Exercise passage
↓↓↓

Of course Beisembayev had to give us an encore. He played the piano transcription of Stravinsky’s ‘Infernal Dance’ from The Firebird with breathtaking virtuosity and athleticism: we were duly impressed, though it was not those qualities that had endeared him to us. And then he left, as modestly as he had arrived.
After the interval, an electrifying account of Walton’s First Symphony, its accents sharpened, its sinews laid bare. Those baleful horns that drive the first movement to its bitter climax reminded me of a performance around Walton’s 75th birthday in which Colin Davis doubled them to eight: an unforgettable sound. In the scherzo – Presto, con malizia – Walton requires the orchestra to spit like a cat; they did, the strings as venomously as the winds. Every player, it seemed, was equal to the extreme demands of rhythmic accuracy that Walton places on them. The wounded lyricism of the flute (Adam Walker) that opens the Andante con malincolia (and, brokenly, ends it) almost rivalled the solo in the finale of Mahler’s Tenth Symphony; and the strings exposed all the music’s passion and pain.
It is remarkable to me that in these three movements Walton uses a smaller orchestra than Elgar in his symphonies: no larger – give or take a trumpet or tuba – than Brahms, Tchaikovsky or Sibelius. The sounds he conjures from these relatively modest forces is extraordinary. In the finale, of course, he adds a second timpanist and percussion, to titanic effect: the timpanists (Antoine Bedewi and Matthew Hardy) saw to it that the symphony’s eventual triumph was as theatrical as it was musical. Before that, there was much to admire: notably the violas again, incisive and light on their feet, launching that leaping fugue. Troubling questions about the effectiveness of this finale were submerged in the sheer brilliance of it all. If Wilson and his orchestra were to record the symphony, we might finally have a version to rival Andre Previn’s classic account with the London Symphony Orchestra over half a century ago.

↑↑↑

(Stored data entries)
↓↓↓

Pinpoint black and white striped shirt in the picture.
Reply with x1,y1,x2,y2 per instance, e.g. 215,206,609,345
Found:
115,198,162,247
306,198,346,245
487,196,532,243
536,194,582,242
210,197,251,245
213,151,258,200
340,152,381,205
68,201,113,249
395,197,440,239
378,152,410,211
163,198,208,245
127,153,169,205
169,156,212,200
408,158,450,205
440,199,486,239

↑↑↑

Exercise tasks
**a)** According to the concert review, why did the troubling questions about the effectiveness of the symphony's finale fade into the background? Answer in one to three sentences.
**b)** Extend the concert review, picking up after its last sentence.
These items have no connection to the concert review.

Responses
**a)** They were submerged in the sheer brilliance of the performance. The orchestra's playing of the finale was so brilliant that any doubts about the movement itself receded.

**b)**
This was quite a performance: a perfect marriage of conductor, orchestra and work. There was more – Gershwin’s Prelude No.2 (Andante con moto) – which I missed, having to dash for a train; but I am already looking forward to hearing them performing again.
Chris Kettle
For me, it felt like a chamber ensemble tackling a work requiring much bigger forces. The elemental sweep that builds from the very opening in the classic LSO/Previn version, for example, was replaced by a nitpicking approach that presented detail at the expense of the bigger picture. I confess I could not stay the course beyond the first movement.
That’s a shame. It’s true that the opening had the detail of Previn’s recording but not quite its extraordinary tautness and drive. I thought the performance accumulated tension up to the release of the finale. Maybe Wilson should have doubled the horns!